SUPPLIED RECORDS:
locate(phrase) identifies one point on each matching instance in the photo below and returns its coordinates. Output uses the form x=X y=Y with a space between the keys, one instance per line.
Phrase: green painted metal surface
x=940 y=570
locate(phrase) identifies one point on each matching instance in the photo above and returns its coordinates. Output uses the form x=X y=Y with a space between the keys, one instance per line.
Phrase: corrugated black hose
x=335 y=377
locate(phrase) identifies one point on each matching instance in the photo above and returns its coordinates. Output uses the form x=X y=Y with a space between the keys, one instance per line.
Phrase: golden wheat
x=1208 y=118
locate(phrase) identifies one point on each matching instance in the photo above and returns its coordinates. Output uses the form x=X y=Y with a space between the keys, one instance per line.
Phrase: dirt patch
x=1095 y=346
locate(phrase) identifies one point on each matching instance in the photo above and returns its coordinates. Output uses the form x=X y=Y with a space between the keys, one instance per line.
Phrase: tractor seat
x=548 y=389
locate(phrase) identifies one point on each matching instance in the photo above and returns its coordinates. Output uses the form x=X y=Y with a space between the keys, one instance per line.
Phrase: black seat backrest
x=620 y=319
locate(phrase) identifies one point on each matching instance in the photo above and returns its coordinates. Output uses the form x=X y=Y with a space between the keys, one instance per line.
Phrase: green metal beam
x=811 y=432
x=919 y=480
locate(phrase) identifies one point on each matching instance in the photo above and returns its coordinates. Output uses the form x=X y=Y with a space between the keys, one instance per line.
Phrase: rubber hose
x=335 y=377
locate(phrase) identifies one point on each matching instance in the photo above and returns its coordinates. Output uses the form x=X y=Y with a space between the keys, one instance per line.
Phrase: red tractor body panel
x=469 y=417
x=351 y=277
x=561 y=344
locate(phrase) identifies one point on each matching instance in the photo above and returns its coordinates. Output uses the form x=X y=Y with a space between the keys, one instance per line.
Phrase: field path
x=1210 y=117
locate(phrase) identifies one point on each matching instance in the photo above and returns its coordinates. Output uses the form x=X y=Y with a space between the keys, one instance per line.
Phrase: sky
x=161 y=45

INSTRUCTIONS FOR THE TASK: Every line above should be duplicated exactly as it stands.

REPLY:
locate(phrase) identifies one point on each matching instance in the photo below and returns its coordinates. Output uses the form x=X y=Y with a space between the keys, one instance per line.
Phrase: green painted metal surface
x=940 y=570
locate(phrase) identifies one point on each matching instance in the photo above and returns its coordinates. Output uses the form x=X y=Y with a space between the keys, one instance per line.
Phrase: corrugated black hose
x=335 y=377
locate(phrase) identifies one point on each matching instance in the photo above and returns its coordinates. Output uses the form x=X y=Y with a space between the keys, one instance per line.
Phrase: golden wheat
x=1208 y=118
locate(phrase) identifies one point on each matching instance in the photo above and returns its coordinates. Output uses the form x=X y=Y with a space between the keys, one instance per line.
Phrase: dirt patch
x=1095 y=346
locate(phrase) identifies one point on each matching instance in the photo above and returns its coordinates. Output uses the form x=X y=Y with a space between the keys, one instance per line.
Phrase: tractor seat
x=548 y=389
locate(phrase) identifies one point on each matching instance in the photo above and returns its coordinates. Output uses the form x=X y=Y with a space between the keys, one instance per line.
Phrase: black seat backrest
x=620 y=319
locate(phrase) identifies one point on each matching instance in the photo above and returns its coordinates. Output uses the form x=X y=Y with a space between the keys, one instance per line.
Phrase: green metal beam
x=811 y=432
x=919 y=480
locate(phrase) identifies one point on each matching instance in the photo above and returns its coordinates. Output uses the form x=X y=Y with a space between the keys, one instance per line.
Phrase: rubber hose
x=335 y=377
locate(phrase) identifies one point on each matching instance in the photo above and returns its coordinates. Output uses the form x=X y=Y with a space between the keys, one instance per line.
Phrase: red tractor body panel
x=469 y=417
x=351 y=277
x=561 y=344
locate(phrase) identifies one point on each matching instance in the photo above and returns its coordinates. Output uses the form x=X y=Y with a space between the keys, one instance per line.
Phrase: field path
x=1210 y=117
locate(phrase) identifies one point on each matching instance in the photo above and returns its coordinates. Output uses the form x=X y=Y with a space between the keys, one instance per line.
Phrase: sky
x=161 y=45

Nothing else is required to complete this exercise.